» Requirement 1:
Pick out every line of the records that contains the word "foggy", matching case exactly.
[START OF Text segment]
# Ghost Shrimp Fry



## prettylittlefishy (Aug 12, 2010)

So, I bought 30 ghost shrimps for my bettas tanks.

However, 20 of them were mommies holding eggs.

I put each female in a 1g jar with a filter, and wanted to hatch eggs.

They hatched earlier today.

I'm going to let the fry grow up a little bit, then (this sounds cruel) put them on cookie sheets and either freeze them or bake them in the oven to use as "treats" for my bettas.

I might buy a food dehydrator too.


----------



## vaygirl (Sep 10, 2009)

I have this vision of a post shortly that goes something like... 

"I spent 100 bucks on a dehydrator and I'm back on the couch!"


Please, if they're her cookie sheets, for your own safety; Ask her first! :lol:

I wanna know how they 'turn out'. Hehe. Ew!


----------



## prettylittlefishy (Aug 12, 2010)

vaygirl said:


> I have this vision of a post shortly that goes something like...
> 
> "I spent 100 bucks on a dehydrator and I'm back on the couch!"
> 
> ...


Oh God no she didn't let me use her $200 "Paula Deen" cookie sheets. I went out and bought cheap ones.  Lol shes an abusively-loving sweet wife if that makes sense. I'm going to try dehydrating them in the oven once their a week old.


----------



## bettalover2033 (Feb 17, 2010)

Awww i would never have the guts to do that i cant subscribe to this thread. I bet your a great betta keeper but i think thats kind of cruel as you said im sorry but its okay i guess if you use it for your bettas its ok


----------



## prettylittlefishy (Aug 12, 2010)

I didn't mean to offend anybody, I'm sorry if I did. :/


----------



## bettalover2033 (Feb 17, 2010)

prettylittlefishy said:


> i didn't mean to offend anybody, i'm sorry if i did. :/


no no no no way its okay its just i wouldnt have the guts to do that but then again i dont have the guts to do anything at least its for a good cause


----------



## Jupiter (Aug 30, 2009)

That's an interesting idea! Your betta will love it, I'm sure.


----------



## bettalover2033 (Feb 17, 2010)

Jupiter said:


> That's an interesting idea! Your betta will love it, I'm sure.


same though


----------



## rhooch (Aug 18, 2010)

wont the betta eat live ones?


----------



## vaygirl (Sep 10, 2009)

I understand about your wife! I'm a terror in my kitchen. I guess that's why I mentioned it. Lol! :twisted: My husband won't touch anything in there without asking me first.

It's true, they might enjoy the fry live. They could hunt them, which would be good enrichment.


----------



## prettylittlefishy (Aug 12, 2010)
[END OF Text segment]
[START OF Records for processing]
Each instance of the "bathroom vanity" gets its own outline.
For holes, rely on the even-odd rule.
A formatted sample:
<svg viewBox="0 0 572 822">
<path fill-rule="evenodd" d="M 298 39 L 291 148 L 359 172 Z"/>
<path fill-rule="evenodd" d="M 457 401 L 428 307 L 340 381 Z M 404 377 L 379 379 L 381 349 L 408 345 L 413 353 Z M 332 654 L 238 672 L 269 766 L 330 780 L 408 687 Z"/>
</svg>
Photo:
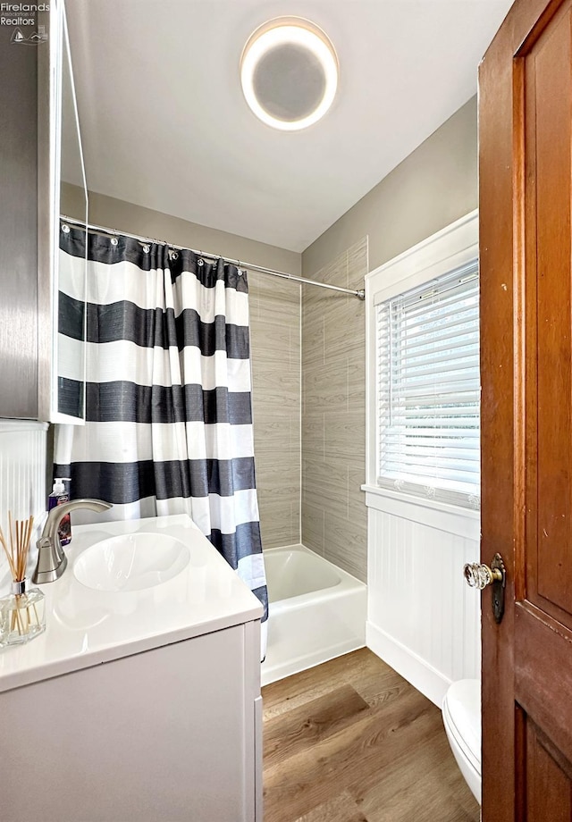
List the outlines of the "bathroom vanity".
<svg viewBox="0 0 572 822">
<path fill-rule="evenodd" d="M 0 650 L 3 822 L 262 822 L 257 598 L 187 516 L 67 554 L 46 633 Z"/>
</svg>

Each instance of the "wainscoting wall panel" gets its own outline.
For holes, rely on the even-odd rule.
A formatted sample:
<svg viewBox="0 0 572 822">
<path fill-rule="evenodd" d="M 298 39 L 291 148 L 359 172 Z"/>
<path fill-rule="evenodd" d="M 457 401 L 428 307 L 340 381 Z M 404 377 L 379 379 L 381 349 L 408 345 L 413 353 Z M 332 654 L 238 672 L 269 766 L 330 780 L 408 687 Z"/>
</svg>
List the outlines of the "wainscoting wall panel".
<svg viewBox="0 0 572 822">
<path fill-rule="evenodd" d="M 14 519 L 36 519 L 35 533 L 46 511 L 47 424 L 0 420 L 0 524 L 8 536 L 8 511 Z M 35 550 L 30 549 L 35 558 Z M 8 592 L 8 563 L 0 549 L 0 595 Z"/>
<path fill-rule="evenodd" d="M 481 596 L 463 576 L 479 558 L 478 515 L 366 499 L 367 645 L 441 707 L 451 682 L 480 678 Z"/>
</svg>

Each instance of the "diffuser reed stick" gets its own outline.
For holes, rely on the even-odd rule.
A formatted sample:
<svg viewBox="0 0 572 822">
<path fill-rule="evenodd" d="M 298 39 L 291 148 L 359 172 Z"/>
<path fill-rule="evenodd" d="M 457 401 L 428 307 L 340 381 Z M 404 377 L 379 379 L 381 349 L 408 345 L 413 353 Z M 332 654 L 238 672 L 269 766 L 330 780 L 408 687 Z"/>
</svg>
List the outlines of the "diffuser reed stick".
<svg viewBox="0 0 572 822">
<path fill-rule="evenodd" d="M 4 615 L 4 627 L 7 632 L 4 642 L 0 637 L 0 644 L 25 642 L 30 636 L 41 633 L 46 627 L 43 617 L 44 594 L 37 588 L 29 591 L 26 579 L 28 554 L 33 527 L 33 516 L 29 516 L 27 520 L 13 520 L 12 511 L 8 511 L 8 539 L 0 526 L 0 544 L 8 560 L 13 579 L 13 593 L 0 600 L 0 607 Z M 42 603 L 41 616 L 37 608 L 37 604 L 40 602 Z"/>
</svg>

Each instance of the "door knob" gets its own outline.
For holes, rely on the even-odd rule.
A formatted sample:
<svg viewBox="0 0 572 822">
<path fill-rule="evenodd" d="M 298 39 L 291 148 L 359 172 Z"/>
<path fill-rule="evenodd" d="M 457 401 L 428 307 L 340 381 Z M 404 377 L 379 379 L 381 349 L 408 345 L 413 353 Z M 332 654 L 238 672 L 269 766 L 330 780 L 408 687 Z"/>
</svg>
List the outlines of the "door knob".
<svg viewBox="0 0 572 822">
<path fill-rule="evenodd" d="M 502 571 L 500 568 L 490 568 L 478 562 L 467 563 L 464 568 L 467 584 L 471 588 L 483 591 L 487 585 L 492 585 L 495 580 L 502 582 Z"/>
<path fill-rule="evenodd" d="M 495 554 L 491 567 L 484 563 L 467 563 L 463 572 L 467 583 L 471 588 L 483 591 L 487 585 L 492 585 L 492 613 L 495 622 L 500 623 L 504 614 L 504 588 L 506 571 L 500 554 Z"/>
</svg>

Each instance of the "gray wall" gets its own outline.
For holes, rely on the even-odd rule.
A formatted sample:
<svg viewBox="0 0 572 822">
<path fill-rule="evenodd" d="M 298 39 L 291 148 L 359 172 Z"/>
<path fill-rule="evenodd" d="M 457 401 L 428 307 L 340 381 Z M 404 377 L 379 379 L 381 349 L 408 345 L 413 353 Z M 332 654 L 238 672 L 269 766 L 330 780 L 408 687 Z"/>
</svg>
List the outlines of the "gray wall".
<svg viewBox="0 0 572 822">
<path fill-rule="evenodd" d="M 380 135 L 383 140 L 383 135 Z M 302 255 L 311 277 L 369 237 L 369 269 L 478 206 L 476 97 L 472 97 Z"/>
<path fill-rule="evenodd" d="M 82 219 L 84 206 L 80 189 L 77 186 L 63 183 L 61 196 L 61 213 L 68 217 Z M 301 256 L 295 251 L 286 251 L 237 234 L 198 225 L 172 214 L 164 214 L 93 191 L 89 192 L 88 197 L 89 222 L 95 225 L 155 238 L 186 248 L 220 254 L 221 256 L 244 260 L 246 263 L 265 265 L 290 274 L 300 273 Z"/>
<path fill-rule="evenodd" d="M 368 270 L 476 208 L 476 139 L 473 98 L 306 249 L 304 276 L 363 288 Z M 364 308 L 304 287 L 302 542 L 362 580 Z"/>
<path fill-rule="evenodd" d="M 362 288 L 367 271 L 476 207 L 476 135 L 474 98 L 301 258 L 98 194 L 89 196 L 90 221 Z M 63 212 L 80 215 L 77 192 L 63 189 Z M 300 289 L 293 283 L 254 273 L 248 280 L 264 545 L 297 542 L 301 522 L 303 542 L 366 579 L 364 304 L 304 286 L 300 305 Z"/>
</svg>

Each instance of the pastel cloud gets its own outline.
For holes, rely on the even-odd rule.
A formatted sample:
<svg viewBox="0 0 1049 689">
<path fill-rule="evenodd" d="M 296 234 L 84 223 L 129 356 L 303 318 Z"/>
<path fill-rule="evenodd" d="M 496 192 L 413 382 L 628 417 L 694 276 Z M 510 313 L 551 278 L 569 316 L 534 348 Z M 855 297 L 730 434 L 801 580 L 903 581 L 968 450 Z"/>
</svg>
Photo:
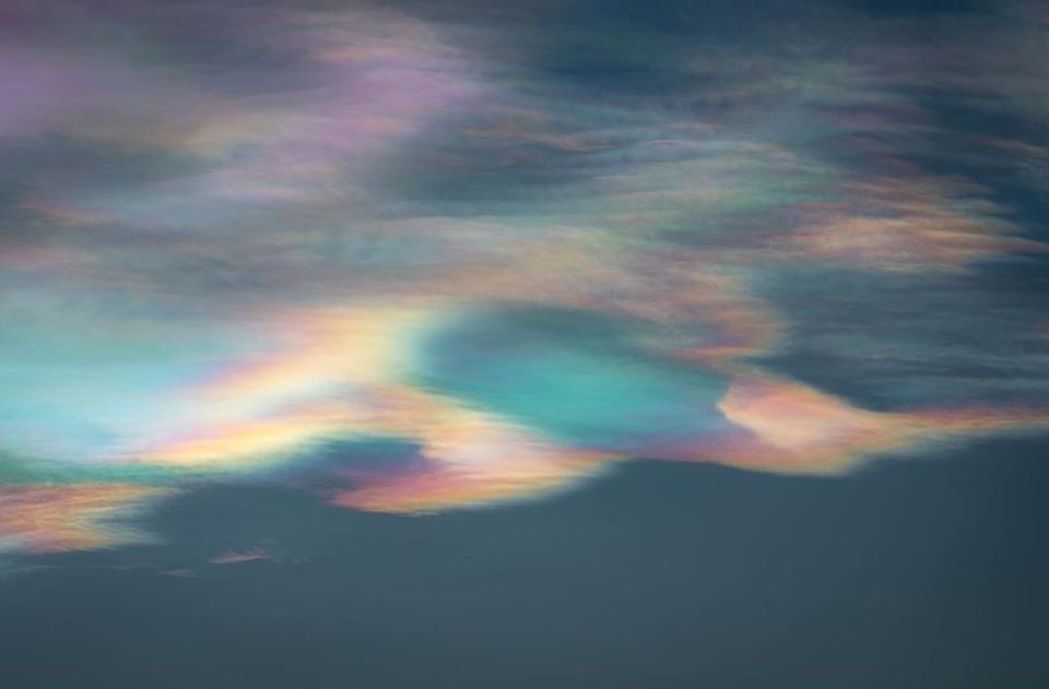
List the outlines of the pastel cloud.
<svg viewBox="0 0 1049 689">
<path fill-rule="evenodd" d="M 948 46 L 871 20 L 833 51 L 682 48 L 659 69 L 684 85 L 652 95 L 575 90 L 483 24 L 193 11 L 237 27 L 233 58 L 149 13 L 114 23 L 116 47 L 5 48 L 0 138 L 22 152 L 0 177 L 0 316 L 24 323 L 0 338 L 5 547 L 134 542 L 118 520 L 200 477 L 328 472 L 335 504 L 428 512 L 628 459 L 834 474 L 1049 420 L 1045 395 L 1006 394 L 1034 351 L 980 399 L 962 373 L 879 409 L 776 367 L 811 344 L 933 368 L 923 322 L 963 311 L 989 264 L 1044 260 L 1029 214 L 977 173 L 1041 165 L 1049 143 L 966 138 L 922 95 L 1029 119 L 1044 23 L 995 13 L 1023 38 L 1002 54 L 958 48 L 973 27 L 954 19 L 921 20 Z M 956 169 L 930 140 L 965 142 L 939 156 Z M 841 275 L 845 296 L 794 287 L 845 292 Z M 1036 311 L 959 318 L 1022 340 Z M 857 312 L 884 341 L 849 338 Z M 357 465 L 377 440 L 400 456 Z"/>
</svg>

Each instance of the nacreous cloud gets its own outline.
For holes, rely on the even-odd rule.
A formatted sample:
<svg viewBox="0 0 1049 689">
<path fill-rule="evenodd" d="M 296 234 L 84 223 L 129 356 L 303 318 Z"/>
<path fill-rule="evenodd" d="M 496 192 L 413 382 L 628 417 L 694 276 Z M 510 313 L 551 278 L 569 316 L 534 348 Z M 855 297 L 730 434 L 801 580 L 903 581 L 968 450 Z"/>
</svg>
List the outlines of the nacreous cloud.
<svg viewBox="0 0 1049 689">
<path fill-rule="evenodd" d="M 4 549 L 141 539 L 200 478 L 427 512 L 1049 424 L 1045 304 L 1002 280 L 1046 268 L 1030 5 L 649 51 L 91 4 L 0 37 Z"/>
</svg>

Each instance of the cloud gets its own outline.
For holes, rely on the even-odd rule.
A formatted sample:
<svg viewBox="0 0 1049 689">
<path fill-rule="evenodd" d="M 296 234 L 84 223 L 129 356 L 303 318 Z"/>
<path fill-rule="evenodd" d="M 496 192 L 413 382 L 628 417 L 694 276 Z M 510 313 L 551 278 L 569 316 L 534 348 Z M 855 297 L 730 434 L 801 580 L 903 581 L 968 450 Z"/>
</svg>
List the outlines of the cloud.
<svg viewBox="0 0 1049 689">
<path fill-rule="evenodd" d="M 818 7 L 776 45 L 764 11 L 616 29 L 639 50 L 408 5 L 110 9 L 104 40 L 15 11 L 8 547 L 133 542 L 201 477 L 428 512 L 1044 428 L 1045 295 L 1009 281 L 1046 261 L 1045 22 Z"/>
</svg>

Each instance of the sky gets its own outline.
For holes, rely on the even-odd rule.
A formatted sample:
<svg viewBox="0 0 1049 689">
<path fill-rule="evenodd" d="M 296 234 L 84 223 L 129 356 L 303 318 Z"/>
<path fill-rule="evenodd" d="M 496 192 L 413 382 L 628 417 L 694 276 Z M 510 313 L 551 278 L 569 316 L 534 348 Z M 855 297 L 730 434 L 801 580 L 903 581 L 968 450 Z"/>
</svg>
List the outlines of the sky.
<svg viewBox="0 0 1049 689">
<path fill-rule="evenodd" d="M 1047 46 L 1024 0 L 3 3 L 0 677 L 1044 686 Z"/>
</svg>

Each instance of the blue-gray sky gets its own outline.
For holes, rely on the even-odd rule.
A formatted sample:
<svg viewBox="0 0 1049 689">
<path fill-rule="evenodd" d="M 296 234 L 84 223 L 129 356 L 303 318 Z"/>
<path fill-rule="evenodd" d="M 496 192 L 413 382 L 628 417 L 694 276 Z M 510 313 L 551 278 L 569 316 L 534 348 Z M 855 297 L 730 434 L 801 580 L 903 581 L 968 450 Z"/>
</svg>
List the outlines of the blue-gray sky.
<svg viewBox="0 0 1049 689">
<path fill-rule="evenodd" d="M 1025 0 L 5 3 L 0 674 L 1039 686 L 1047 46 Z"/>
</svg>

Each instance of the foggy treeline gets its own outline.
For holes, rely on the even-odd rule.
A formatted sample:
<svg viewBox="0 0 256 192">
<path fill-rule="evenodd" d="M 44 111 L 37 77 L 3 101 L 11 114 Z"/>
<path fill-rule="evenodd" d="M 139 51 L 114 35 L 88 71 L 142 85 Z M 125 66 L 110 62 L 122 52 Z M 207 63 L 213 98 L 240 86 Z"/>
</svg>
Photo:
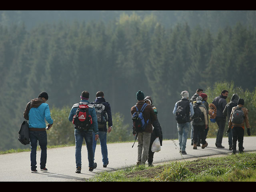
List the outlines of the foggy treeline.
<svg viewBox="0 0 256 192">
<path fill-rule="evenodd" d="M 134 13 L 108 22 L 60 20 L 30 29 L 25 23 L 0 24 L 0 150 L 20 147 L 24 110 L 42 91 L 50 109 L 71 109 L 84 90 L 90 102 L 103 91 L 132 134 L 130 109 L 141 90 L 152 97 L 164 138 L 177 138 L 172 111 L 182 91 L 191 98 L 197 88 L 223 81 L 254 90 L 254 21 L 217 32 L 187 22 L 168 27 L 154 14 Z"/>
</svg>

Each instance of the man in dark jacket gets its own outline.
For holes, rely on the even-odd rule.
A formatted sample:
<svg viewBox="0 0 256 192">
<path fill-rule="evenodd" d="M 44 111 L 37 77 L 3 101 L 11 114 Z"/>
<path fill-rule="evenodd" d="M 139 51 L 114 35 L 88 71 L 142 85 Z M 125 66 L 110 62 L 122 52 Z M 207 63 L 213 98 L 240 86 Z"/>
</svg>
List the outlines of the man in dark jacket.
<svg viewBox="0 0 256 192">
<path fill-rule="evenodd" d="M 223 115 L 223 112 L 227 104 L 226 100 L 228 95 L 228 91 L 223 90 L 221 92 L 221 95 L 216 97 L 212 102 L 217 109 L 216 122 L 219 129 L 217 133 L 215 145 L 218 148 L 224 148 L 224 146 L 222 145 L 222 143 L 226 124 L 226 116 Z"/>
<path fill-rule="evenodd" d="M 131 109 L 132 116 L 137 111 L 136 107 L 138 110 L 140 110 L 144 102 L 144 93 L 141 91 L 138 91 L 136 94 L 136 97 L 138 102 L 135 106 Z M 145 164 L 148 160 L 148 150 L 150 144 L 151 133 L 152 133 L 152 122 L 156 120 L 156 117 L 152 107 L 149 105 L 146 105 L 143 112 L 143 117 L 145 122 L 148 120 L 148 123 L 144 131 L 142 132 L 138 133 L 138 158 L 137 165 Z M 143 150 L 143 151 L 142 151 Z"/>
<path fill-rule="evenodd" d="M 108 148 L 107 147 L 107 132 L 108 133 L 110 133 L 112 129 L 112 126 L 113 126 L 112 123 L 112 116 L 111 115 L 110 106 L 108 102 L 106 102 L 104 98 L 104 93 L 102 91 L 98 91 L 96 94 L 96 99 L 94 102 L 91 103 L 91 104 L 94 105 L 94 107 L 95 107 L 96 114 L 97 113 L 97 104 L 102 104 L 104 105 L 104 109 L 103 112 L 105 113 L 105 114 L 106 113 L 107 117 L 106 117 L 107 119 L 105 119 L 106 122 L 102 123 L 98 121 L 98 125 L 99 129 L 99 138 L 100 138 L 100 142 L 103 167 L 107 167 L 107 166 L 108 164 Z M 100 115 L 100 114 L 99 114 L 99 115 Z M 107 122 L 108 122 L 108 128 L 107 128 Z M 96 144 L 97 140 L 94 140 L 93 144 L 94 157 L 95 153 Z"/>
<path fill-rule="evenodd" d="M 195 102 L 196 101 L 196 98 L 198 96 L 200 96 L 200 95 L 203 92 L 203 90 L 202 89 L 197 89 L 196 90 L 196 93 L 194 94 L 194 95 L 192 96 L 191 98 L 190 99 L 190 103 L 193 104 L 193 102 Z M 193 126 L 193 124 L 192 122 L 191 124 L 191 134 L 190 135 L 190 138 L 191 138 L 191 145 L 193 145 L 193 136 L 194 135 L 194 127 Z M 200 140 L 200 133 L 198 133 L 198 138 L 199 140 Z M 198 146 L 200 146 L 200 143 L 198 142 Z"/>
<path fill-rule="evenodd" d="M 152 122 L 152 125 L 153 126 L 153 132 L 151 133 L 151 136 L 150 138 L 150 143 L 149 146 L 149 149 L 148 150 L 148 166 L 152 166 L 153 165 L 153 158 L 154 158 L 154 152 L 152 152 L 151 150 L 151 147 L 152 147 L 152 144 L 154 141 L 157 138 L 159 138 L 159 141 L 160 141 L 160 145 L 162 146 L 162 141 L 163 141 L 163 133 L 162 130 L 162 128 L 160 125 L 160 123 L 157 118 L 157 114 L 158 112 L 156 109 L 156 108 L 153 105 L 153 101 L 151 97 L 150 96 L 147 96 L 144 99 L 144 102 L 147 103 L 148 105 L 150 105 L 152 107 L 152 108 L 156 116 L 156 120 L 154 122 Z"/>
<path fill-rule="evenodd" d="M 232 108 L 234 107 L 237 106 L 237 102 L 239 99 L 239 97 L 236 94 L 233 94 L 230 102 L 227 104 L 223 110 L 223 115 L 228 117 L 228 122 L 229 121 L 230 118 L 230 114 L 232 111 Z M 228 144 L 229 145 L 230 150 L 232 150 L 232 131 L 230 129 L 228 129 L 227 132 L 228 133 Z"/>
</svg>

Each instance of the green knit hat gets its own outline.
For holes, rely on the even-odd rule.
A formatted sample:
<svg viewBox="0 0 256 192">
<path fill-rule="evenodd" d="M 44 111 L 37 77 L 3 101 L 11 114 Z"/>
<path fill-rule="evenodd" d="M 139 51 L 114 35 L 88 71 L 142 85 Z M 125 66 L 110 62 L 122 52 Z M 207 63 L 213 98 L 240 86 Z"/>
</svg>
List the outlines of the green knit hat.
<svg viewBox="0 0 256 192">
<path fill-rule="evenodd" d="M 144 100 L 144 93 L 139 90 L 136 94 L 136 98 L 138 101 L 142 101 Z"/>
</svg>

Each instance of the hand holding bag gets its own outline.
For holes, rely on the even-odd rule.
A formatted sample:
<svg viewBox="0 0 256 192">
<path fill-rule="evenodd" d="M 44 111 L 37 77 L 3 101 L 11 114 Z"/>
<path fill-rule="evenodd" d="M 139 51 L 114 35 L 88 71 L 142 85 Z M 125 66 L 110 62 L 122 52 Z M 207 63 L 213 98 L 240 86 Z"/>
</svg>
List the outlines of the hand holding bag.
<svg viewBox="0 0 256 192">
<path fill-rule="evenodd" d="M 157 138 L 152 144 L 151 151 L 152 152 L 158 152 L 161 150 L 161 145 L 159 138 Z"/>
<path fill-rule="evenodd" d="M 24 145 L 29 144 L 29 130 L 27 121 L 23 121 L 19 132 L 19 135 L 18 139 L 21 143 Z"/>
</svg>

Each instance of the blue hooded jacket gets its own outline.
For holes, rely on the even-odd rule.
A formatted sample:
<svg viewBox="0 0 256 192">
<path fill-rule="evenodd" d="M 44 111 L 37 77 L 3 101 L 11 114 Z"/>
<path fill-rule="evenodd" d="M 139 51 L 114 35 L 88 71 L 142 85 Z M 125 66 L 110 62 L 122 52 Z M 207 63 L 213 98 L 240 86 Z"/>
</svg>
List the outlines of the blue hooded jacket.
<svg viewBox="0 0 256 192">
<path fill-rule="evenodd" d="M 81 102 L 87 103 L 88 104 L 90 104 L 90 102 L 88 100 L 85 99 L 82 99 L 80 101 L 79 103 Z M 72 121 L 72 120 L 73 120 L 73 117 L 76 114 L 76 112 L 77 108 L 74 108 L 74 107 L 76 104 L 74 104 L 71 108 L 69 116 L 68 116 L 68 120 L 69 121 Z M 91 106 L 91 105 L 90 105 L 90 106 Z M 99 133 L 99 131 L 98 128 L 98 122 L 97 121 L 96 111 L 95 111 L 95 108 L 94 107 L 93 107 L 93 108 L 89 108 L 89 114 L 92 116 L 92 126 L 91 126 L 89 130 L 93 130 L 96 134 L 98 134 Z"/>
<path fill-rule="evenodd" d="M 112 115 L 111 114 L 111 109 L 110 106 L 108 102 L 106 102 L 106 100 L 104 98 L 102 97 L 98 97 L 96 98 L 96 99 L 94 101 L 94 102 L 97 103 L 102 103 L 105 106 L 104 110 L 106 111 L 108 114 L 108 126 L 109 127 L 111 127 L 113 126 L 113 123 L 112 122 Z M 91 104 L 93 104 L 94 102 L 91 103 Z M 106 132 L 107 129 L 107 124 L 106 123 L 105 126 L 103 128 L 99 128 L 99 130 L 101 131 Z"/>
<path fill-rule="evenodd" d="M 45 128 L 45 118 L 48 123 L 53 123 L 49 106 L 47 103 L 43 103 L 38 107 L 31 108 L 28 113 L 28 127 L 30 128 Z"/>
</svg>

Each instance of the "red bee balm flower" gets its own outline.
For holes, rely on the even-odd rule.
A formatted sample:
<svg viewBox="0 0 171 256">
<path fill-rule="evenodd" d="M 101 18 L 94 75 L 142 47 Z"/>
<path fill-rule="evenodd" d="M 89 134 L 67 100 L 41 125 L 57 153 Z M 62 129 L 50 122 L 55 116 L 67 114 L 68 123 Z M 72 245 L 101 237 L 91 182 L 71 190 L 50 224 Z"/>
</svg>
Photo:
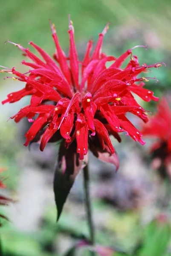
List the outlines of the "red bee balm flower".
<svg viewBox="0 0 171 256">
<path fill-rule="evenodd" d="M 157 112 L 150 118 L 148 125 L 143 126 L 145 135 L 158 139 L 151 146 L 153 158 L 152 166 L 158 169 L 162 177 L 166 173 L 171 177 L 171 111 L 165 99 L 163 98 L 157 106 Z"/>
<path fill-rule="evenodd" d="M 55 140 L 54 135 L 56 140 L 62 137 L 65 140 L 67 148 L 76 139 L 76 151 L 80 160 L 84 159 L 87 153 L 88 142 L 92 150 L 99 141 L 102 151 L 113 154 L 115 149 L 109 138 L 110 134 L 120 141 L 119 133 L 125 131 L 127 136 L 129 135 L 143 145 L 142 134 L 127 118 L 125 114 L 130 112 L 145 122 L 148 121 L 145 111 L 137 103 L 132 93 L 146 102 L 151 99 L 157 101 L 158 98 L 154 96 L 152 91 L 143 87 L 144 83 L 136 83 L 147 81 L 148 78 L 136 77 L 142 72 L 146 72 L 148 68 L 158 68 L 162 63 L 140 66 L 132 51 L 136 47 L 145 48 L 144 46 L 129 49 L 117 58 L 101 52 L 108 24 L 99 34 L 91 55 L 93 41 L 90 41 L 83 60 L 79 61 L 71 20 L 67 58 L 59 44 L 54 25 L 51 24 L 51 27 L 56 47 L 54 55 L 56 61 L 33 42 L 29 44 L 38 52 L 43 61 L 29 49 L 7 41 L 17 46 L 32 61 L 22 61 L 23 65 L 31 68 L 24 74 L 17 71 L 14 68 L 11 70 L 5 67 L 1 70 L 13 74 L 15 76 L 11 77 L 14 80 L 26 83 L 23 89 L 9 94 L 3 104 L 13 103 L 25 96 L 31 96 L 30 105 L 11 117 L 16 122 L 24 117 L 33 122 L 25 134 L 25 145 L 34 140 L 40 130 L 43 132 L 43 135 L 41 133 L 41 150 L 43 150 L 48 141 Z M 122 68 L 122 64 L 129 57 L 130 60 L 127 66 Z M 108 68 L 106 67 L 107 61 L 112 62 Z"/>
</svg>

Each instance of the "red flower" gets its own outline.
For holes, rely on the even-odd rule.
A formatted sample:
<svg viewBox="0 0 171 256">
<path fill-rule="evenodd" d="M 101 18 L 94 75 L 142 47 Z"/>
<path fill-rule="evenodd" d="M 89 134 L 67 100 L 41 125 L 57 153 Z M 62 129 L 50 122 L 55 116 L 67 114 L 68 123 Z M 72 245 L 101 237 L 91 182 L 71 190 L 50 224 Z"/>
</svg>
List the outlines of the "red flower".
[END OF Records for processing]
» Requirement 2:
Answer these questions about the ghost shrimp fry thread:
(a) How many ghost shrimps were bought, and how many of them were holding eggs?
(b) What price is given for the wife's "Paula Deen" cookie sheets?
(c) According to vaygirl, what would hunting live fry be good for?

» Worked answer 1:
Each instance of the foggy treeline gets its own outline.
List the outlines of the foggy treeline.

» Worked answer 2:
(a) 30 were bought, and 20 were holding eggs.
(b) $200.
(c) Enrichment.